## PAGE TEXT
####################
This is the "who", and for ACMEv2 we have proven ownership of these
identifying subjects, to the CA, through one of ACMEv2's challenges. This
inforamtion appears in two places: "Subject" and "Subject Alernative Name".
The latter is newer, and now required for modern browsers and TLS libraries to
verify certs.

In yellow are usage extensions. In a CSR, these take the form of _requested_
extensions. These denote capabilities the requester wants encoded into the
certificate. In other words, these are the activities the requester wants to
perform, with the identity and key information provided. For a certificate,
these are the activites _allowed_ to be performed. It's up to clients
interpreting certificates to enforce these.

Then, in pinkish-purple, is the signature. For a CSR, this is self-signed
by the owner. For the certificate, this is signed by the issuing CA, the
public key for which can be used to verify the certificate, but must be found
elsewhere.

Finally, in green, and only in the certificate, is extra information added by
the CA, such as the validity period of the certificate, identifying
information for the issuer's key, how to perform revocation lookups, and so
on.

###### Copied/modified data from CSR to cert

So there's a lot more in a certificate than a request, but _some_ of the
request makes it into the certificate. Arrowed lines indicate some of that
transfer from CSR to cert.

The solid line indicates an essential cryptographic part. If the public key in
the certificate does not match the public key we used in the request, then the
certificate is completely useless, as the owner will not possess the correct
private key to do any cryptographic activities backed by the cert.

The dashed lines indicate identifying information. These are necessary in
order to use a certificate to identify the requester in the way they want.
However, there may be some deviations. For example, some CAs will add an extra
SAN entry for the `www.` prefix of a domain, even if one wasn't included in
the request. This is not the case for Let's Encrypt, however.
####################
## DIRECTIVES
1. Output everything in the passage on CSRs and certificates from "###### Copied/modified data" down to "way they want.", with no changes.
2. In the passage on CSRs and certificates, rewrite the paragraph beginning "The dashed lines indicate identifying information" more briefly, keeping its main facts.
3. Carry the passage on CSRs and certificates forward from its final sentence.

## DATA SEGMENT
####################
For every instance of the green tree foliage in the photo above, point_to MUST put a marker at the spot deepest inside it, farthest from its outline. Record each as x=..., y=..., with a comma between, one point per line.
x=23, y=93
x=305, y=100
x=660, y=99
####################
## RESULTS BY TASK
1.
###### Copied/modified data from CSR to cert

So there's a lot more in a certificate than a request, but _some_ of the
request makes it into the certificate. Arrowed lines indicate some of that
transfer from CSR to cert.

The solid line indicates an essential cryptographic part. If the public key in
the certificate does not match the public key we used in the request, then the
certificate is completely useless, as the owner will not possess the correct
private key to do any cryptographic activities backed by the cert.

The dashed lines indicate identifying information. These are necessary in
order to use a certificate to identify the requester in the way they want.

2. The dashed lines mark identifying information, which a certificate must carry to identify the requester in the intended way. This information can differ from the request: some CAs add a SAN entry for a domain's `www.` prefix even if the request did not include one, though Let's Encrypt does not do this.

3.
The dotted line indicates that the usage extensions and constraints that were
requested are, hopefully, reflected in the certificate, but additional
constraints, policy information, and other information may be added. This is
probably fine, but if the certificate gets unexpected capabilities, that might
pose a problem for the owner.

If ACMEv2 clients are responsible for generating the CSRs (which they usually
are), then it seems logical that they also check that the issued certificate
respects the CSR to a reasonable extent. For externally generated CSRs, it
becomes more of a grey area.

#### This has nothing to with ACMEv2

The issue detailed in this article is actually related to requesters and
Certificate Authorities. This issue can exist regardless of protocol: ACME,
SCEP, EST, some in-house solution or even manual CSR submissions. But, because
ACMEv2 is so prolific, and has a well defined and extensible set of
verification challenges, it seems right to look to it to see how we could do a
_little bit more_ on the client side.

Ultimately, only the application that takes the certificate, or the clients
connecting to the application, can know if the certificate is suitable. But if
there was a way of specifying to the ACMEv2 client exactly what is required,
then the client could provide some assurance that those requirements had been
met. The parent application could then do further checks, if needed.

##### A note on Certificate Transparency

Approaches such as [Certificate
Transparency](https://www.certificate-transparency.org/) go some way towards
providing checks against misbehaving CAs. However, the main focus in that, so
far, is to prevent a rogue or compromised CA from issuing certificates to
people or businesses who don't own the domains they're claiming to.

However, there are other deficiencies or deviations that could find their way
into certificates without immediately alerting those watching the CT logs.
Further, ACMEv2 clients aren't doing anything to check these anyway (at least
not the ones looked at in this article). While it's great that browsers can
conduct extra checks like this, it seems like a good idea of a certificate
enrollment client to do some checks of its own, too.

### A survey

The ACMEv2 specification, [RFC8555](https://tools.ietf.org/html/rfc8555)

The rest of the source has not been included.